Le site où se trouve l'église de Durlinsdorf est exceptionnel : il surplombe la vallée d'un côté, et de l'autre la forêt lui donne un air de "bout du monde". Le clocher est authentiquement roman, et on dit que la nef qui lui correspondait a fini dans la Grumbach, ce qui, vu les dénivelés, n'est peut-être pas qu'une façon de parler. Georges Schwenkedel construisit ici son opus 40 en 1932. Le buffet de cet instrument est dû la maison Rudmann et Guthmann, et rappelle beaucoup ses prédécesseurs et voisins de Bisel et de Seppois-le-Bas (tous deux de 1930). C'est parce qu'ils sont munis d'un positif de dos, chose plutôt extraordinaire pour les années 30, la tradition du petit buffet s'étant éteinte au cours dernier quart du 19ème siècle.
Historique
Le premier orgue du lieu est arrivé en 1838 et venait de Pfaffenheim, St-Martin. C'était un orgue Nicolas Boulay, construit en 1755, et il a été installé par Frantz. [IHOA] [Barth]
Le banc de cet instrument est toujours là, et il a été transformé en armoire à partitions. A l'examen des assemblages, on est en droit de se demander si les orgues Boulay ont eu la moindre chance de fonctionner un jour : tous les facteurs du 18ème n'était pas des prodiges, loin s'en faut. De fait, il ne reste rien d'instrumental de Boulay, mais un de ses buffets - fort joli - est encore visible (quoique très modifié) à Holtzheim.
###
▸ Consigne 1
Recopiez mot pour mot les lignes de données, de la toute première jusqu'à la ligne qui contient « positive clicks: (138, 716) (146, 600) », celle-ci comprise.
###
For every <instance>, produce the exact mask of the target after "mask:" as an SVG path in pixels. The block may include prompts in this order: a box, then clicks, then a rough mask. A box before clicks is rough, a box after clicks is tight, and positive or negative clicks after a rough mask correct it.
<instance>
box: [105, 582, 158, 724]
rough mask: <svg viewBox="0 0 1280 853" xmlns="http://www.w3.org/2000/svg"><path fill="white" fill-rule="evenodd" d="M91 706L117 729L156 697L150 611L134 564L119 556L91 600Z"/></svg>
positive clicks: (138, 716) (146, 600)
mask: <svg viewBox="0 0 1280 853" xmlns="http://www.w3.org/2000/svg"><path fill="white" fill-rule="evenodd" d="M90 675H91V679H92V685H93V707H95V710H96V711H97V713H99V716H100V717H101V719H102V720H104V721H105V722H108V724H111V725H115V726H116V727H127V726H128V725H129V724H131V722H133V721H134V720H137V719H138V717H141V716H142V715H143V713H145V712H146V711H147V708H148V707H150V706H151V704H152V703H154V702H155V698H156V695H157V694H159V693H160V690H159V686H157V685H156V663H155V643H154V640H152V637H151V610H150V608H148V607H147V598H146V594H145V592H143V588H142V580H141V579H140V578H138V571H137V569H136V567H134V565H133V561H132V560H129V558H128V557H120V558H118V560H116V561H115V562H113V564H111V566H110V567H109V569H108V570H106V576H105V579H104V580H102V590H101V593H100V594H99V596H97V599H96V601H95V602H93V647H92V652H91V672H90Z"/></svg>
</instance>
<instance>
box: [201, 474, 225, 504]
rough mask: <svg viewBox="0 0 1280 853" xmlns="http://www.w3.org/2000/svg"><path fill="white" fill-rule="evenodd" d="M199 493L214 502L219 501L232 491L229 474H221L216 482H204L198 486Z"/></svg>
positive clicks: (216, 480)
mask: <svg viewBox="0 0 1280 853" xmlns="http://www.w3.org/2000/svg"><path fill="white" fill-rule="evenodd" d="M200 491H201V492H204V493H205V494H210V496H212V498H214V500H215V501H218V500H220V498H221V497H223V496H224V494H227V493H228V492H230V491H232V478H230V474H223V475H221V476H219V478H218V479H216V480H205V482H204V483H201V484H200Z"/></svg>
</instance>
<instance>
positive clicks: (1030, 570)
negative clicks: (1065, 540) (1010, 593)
###
▸ Consigne 2
Traduisez en anglais cette phrase du texte sur l'église de Durlinsdorf : « Le premier orgue du lieu est arrivé en 1838 et venait de Pfaffenheim, St-Martin. »

▸ Réponse 1
For every <instance>, produce the exact mask of the target after "mask:" as an SVG path in pixels. The block may include prompts in this order: a box, then clicks, then a rough mask. A box before clicks is rough, a box after clicks is tight, and positive or negative clicks after a rough mask correct it.
<instance>
box: [105, 582, 158, 724]
rough mask: <svg viewBox="0 0 1280 853" xmlns="http://www.w3.org/2000/svg"><path fill="white" fill-rule="evenodd" d="M91 706L117 729L156 697L150 611L134 564L119 556L91 600Z"/></svg>
positive clicks: (138, 716) (146, 600)

▸ Réponse 2
The first organ here arrived in 1838 and came from Pfaffenheim, St-Martin.